— Directive —
Reproduce the lines of the items below verbatim, beginning with the line that contains "query | spot the snow and" and continuing through the last line of the items, with both ends included.

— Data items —
☆ ☆ ☆ ☆ ☆ ☆ ☆
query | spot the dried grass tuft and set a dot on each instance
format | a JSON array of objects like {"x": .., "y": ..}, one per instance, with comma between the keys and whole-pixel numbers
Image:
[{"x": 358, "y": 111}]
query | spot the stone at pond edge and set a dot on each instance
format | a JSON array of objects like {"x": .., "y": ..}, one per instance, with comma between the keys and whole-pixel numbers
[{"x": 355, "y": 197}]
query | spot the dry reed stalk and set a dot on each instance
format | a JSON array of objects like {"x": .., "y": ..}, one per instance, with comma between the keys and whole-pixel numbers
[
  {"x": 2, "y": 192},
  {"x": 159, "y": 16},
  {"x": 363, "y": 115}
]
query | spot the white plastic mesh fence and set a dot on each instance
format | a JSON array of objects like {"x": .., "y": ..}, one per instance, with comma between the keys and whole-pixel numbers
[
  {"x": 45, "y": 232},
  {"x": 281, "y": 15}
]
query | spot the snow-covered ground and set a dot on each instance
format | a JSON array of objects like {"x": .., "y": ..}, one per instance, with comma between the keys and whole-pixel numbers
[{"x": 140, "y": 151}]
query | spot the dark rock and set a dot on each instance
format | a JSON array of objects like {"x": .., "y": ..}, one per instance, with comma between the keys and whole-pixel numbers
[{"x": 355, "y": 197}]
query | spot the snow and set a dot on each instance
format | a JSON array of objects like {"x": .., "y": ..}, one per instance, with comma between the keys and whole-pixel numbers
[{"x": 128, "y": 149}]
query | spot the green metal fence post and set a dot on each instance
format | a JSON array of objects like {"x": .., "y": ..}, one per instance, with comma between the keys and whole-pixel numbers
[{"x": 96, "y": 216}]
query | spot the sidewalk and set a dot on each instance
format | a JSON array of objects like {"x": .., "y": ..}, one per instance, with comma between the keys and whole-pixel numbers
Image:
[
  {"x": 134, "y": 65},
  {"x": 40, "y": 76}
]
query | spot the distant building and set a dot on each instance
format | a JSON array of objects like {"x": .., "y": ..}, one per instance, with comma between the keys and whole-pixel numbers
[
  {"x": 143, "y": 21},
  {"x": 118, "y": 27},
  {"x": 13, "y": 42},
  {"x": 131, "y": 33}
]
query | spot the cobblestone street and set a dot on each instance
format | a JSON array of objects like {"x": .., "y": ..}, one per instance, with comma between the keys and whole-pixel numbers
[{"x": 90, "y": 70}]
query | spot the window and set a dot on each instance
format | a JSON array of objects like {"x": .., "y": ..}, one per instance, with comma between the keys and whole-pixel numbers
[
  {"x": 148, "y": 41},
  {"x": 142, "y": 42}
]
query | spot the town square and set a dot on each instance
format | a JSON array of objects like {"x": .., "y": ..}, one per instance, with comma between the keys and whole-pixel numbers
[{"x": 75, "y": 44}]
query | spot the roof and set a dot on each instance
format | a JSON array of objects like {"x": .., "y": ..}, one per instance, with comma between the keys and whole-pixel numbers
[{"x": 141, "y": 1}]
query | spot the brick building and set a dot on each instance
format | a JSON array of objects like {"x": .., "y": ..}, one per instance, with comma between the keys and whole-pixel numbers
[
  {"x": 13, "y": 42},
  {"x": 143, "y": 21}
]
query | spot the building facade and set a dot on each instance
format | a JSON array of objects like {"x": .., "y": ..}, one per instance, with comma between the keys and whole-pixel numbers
☆ ☆ ☆ ☆ ☆ ☆ ☆
— Exercise result —
query | spot the snow and set a dot on each instance
format | a JSON array of objects like {"x": .., "y": ..}, one per instance, with comma between the keys and whole-pixel numbers
[{"x": 128, "y": 149}]
query | spot the green metal fence post and set a dot on each instance
format | a JSON array of objects like {"x": .., "y": ..}, one per instance, with comma between the keys and whole-pixel numbers
[{"x": 96, "y": 216}]
query | spot the sidewalk and set a dot on each instance
format | a JSON array of objects like {"x": .., "y": ..}, one per instance, with comma between the keys and whole-pixel numbers
Image:
[
  {"x": 134, "y": 65},
  {"x": 40, "y": 76}
]
query | spot the distant building and set a dot on each instance
format | a JSON array of objects like {"x": .., "y": ..}, one per instance, with comma between the keys and whole-pixel numbers
[
  {"x": 143, "y": 21},
  {"x": 118, "y": 27},
  {"x": 13, "y": 42},
  {"x": 131, "y": 33}
]
query | spot the cobblestone street and set a dot on each instance
format | a JSON array of objects like {"x": .., "y": ..}, one per instance, with comma between the keys and whole-pixel numbers
[{"x": 90, "y": 70}]
query | spot the window and set a dot on each instance
format | a JSON array of objects like {"x": .., "y": ..}, one per instance, with comma between the keys and whole-pixel numbers
[
  {"x": 148, "y": 41},
  {"x": 142, "y": 42}
]
query | spot the town square and set a dot on each instance
format | a JSON array of objects like {"x": .., "y": ..}, one per instance, with comma between the keys and whole-pixel numbers
[{"x": 75, "y": 44}]
query | spot the roof and set a dot on each instance
format | a JSON array of objects like {"x": .., "y": ..}, one per instance, with comma between the keys and whole-pixel numbers
[{"x": 141, "y": 1}]
query | spot the brick building and set a dot on each instance
format | a JSON array of objects like {"x": .., "y": ..}, one per instance, with comma between the keys and whole-pixel numbers
[
  {"x": 13, "y": 42},
  {"x": 143, "y": 21}
]
query | spot the building facade and set a dot on each instance
format | a JSON array of objects like {"x": .., "y": ..}, one per instance, with comma between the keys and whole-pixel numbers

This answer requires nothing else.